▶ **Task requirements**
Translate into Spanish this sentence from the Meilisearch uploader page: "The binary will be available at target/release/multimedia-commons-meilisearch-uploader."

▶ **Provided passage**
· · · ·
Multimedia Commons Meilisearch Uploader

A high-performance Rust application with a concurrent pipeline architecture that streams images from an S3 bucket, processes them in parallel, and uploads them to Meilisearch with optimal throughput and constant memory usage.

Features

Concurrent Pipeline Architecture: Three-stage pipeline with S3 listing, image processing, and uploading running concurrently
True Streaming: Processing starts immediately as images are discovered, no waiting for full S3 scan
Memory Efficient: Constant memory usage regardless of dataset size using channels and bounded queues
S3 Integration: Recursively scans S3 buckets using rusty-s3 with pagination
Parallel Image Processing: Configurable concurrent image downloads and processing
Intelligent Filtering: Advanced monocolor detection with compression artifact tolerance
Intelligent Batching: Dynamic batch uploading with adaptive sizing - never skips large images
Batch Deletion: Efficiently removes low-color images using Meilisearch's batch delete API
Built-in Resilience: Retry logic with exponential backoff for transient failures
Base64 Encoding: Converts images to base64 for Meilisearch storage
Highly Configurable: Command-line options for all performance parameters
Dry Run Mode: Test configuration without uploading to Meilisearch
Real-time Monitoring: Live progress tracking and detailed statistics

Installation

Make sure you have Rust installed, then build the project:

cargo build --release

The binary will be available at target/release/multimedia-commons-meilisearch-uploader.
· · · ·
Excerpts of location labeling data
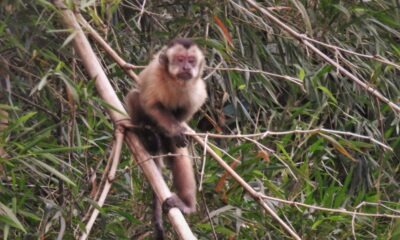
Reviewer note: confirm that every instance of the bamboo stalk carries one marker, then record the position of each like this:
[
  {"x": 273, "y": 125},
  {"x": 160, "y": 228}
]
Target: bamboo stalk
[
  {"x": 304, "y": 39},
  {"x": 118, "y": 114}
]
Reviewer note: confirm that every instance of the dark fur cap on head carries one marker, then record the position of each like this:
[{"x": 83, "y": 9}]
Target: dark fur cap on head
[{"x": 185, "y": 42}]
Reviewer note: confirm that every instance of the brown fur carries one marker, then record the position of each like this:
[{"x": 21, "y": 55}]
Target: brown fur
[{"x": 170, "y": 92}]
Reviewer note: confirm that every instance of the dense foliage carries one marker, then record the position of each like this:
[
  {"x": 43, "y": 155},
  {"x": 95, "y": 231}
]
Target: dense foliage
[{"x": 59, "y": 135}]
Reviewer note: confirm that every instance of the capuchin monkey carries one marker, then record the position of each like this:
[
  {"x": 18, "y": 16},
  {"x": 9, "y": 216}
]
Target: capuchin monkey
[{"x": 170, "y": 91}]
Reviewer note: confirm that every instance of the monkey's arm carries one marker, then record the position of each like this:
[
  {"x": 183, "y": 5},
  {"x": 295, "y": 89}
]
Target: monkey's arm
[{"x": 168, "y": 123}]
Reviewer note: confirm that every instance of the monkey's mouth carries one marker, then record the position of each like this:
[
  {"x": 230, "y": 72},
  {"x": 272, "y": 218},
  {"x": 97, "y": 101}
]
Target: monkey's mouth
[{"x": 184, "y": 76}]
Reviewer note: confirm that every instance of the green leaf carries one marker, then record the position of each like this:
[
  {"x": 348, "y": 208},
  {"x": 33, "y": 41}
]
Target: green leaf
[{"x": 8, "y": 217}]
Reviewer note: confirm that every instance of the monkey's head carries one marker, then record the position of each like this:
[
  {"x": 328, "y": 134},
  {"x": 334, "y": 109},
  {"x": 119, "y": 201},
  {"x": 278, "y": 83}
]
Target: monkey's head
[{"x": 182, "y": 59}]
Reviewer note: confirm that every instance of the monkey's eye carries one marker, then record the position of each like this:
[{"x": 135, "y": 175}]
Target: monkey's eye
[{"x": 191, "y": 60}]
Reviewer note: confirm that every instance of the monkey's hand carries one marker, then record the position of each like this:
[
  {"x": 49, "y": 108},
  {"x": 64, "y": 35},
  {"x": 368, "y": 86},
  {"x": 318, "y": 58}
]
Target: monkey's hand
[{"x": 180, "y": 138}]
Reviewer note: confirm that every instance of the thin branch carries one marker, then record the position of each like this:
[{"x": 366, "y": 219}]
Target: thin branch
[
  {"x": 294, "y": 80},
  {"x": 119, "y": 137},
  {"x": 332, "y": 210},
  {"x": 297, "y": 131},
  {"x": 373, "y": 57},
  {"x": 246, "y": 186},
  {"x": 303, "y": 39},
  {"x": 114, "y": 55}
]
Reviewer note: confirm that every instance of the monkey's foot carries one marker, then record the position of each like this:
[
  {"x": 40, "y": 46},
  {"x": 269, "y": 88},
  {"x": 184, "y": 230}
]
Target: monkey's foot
[{"x": 168, "y": 204}]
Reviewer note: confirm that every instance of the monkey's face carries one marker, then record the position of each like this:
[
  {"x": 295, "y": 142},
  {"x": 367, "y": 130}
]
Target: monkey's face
[{"x": 185, "y": 63}]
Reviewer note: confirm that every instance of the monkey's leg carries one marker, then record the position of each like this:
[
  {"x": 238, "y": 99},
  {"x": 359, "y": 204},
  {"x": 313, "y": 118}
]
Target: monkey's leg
[
  {"x": 157, "y": 214},
  {"x": 184, "y": 182}
]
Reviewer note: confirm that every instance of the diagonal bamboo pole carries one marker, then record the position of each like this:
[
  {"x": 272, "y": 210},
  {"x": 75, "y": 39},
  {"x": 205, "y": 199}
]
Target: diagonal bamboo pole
[
  {"x": 232, "y": 172},
  {"x": 118, "y": 114}
]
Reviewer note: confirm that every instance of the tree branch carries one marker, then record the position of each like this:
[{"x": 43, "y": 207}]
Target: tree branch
[{"x": 118, "y": 113}]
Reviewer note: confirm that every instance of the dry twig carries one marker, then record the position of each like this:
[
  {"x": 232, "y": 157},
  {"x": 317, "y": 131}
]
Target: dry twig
[
  {"x": 117, "y": 113},
  {"x": 304, "y": 40}
]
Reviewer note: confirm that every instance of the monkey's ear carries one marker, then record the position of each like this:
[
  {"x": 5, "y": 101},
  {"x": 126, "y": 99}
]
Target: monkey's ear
[{"x": 162, "y": 58}]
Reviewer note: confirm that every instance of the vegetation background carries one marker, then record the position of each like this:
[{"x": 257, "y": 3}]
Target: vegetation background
[{"x": 55, "y": 135}]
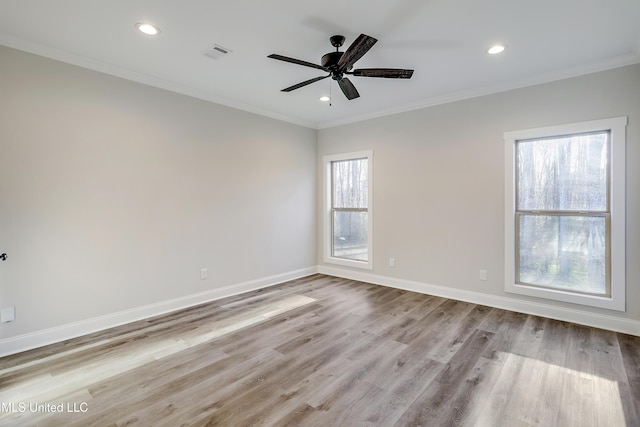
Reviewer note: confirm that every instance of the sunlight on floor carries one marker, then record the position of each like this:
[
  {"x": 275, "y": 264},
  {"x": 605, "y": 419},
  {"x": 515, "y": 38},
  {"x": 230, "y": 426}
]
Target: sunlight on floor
[
  {"x": 548, "y": 394},
  {"x": 52, "y": 387}
]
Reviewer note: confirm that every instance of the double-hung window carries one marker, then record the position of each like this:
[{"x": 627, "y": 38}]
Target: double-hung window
[
  {"x": 348, "y": 215},
  {"x": 565, "y": 213}
]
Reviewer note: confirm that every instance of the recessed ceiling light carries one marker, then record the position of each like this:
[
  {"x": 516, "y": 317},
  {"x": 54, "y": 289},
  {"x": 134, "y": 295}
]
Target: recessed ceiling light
[
  {"x": 148, "y": 29},
  {"x": 495, "y": 49}
]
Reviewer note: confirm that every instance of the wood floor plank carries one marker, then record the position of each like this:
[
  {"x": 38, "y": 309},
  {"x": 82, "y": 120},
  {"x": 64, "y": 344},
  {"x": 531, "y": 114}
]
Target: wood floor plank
[{"x": 322, "y": 351}]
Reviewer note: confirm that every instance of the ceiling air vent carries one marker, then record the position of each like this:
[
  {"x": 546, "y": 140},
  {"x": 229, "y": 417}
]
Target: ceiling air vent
[{"x": 216, "y": 51}]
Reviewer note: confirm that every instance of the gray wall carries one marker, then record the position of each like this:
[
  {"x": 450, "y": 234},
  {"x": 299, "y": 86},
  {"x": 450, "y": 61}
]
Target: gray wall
[
  {"x": 438, "y": 179},
  {"x": 113, "y": 194}
]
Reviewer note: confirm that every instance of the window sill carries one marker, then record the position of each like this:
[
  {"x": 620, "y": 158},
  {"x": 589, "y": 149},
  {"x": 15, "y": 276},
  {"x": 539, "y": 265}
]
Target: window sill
[
  {"x": 610, "y": 303},
  {"x": 365, "y": 265}
]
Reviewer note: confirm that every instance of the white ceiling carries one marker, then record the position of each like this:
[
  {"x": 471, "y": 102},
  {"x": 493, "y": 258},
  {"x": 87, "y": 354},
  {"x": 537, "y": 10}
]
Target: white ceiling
[{"x": 443, "y": 40}]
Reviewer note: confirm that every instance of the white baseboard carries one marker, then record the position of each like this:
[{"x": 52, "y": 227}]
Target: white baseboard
[
  {"x": 581, "y": 317},
  {"x": 44, "y": 337},
  {"x": 48, "y": 336}
]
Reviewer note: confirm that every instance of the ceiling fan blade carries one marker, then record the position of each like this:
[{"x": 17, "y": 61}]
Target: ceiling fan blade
[
  {"x": 348, "y": 88},
  {"x": 308, "y": 82},
  {"x": 295, "y": 61},
  {"x": 358, "y": 48},
  {"x": 386, "y": 73}
]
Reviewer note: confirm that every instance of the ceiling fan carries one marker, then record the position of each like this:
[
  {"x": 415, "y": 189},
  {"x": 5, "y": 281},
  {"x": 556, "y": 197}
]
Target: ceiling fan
[{"x": 339, "y": 64}]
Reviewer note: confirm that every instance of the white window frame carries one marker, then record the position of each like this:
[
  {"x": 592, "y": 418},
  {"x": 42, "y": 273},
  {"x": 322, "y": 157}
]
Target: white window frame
[
  {"x": 617, "y": 128},
  {"x": 327, "y": 220}
]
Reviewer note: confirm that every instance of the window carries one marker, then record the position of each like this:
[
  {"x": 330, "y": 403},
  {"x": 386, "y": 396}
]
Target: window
[
  {"x": 348, "y": 216},
  {"x": 565, "y": 213}
]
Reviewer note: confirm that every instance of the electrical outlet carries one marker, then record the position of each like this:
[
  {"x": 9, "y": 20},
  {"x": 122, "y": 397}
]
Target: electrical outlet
[{"x": 7, "y": 315}]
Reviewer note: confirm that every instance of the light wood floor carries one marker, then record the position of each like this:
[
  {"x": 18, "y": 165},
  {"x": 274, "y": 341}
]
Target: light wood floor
[{"x": 322, "y": 351}]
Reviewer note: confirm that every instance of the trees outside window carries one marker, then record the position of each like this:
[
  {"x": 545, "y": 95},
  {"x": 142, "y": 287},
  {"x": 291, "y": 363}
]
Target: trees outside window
[
  {"x": 348, "y": 226},
  {"x": 565, "y": 213}
]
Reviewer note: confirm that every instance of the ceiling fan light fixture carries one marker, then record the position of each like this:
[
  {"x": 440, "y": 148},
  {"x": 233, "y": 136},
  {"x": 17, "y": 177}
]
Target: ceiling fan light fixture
[
  {"x": 148, "y": 29},
  {"x": 496, "y": 49}
]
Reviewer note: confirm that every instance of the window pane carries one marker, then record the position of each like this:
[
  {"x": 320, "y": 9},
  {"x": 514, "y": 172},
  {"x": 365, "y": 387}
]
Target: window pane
[
  {"x": 350, "y": 183},
  {"x": 350, "y": 234},
  {"x": 564, "y": 173},
  {"x": 564, "y": 252}
]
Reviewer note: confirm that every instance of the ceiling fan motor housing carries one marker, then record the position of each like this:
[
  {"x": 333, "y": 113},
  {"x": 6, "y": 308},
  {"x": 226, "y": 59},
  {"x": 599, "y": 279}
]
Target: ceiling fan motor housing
[{"x": 330, "y": 60}]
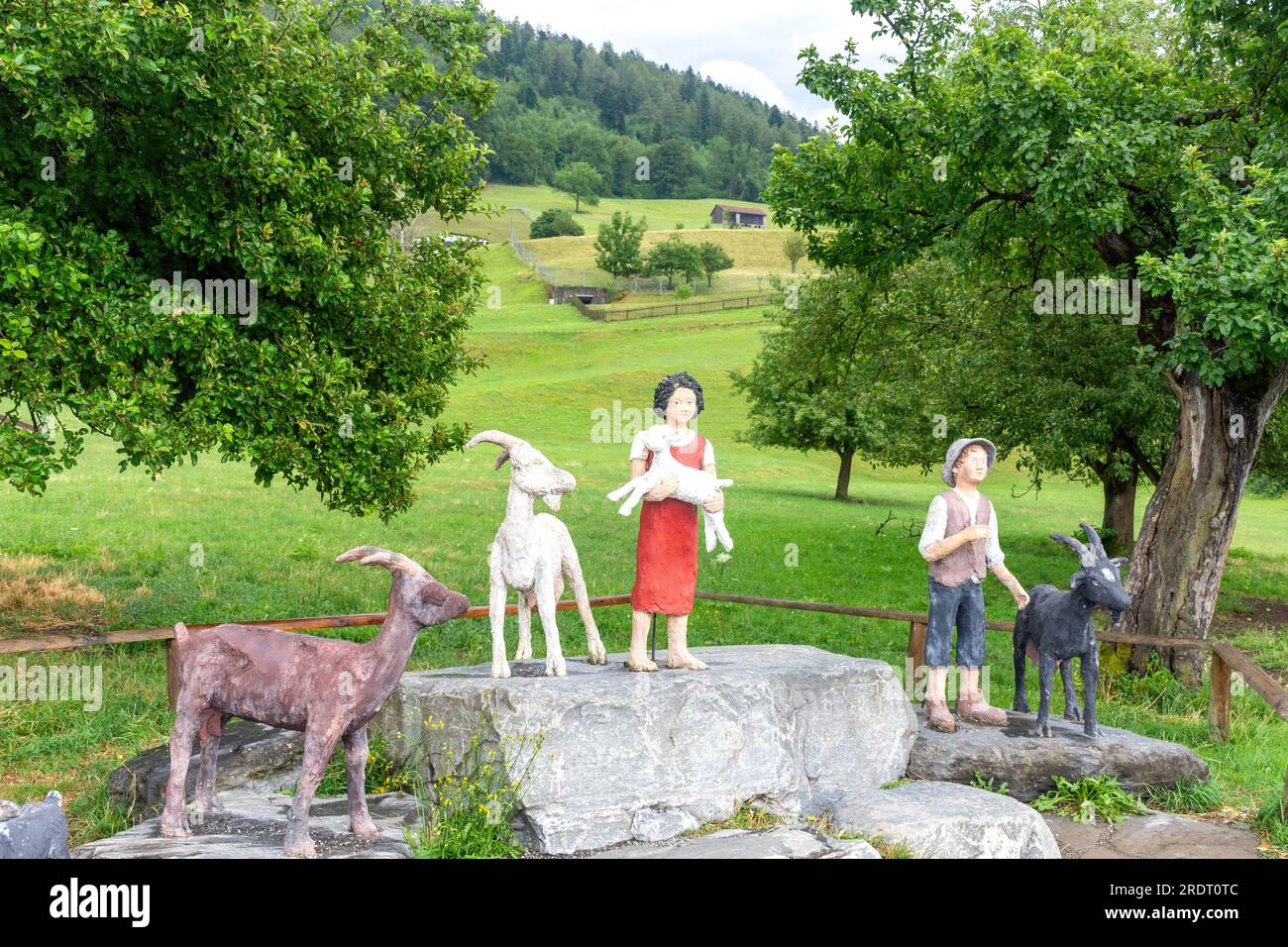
· · · ·
▶ **Full answer**
El binario estará disponible en target/release/multimedia-commons-meilisearch-uploader.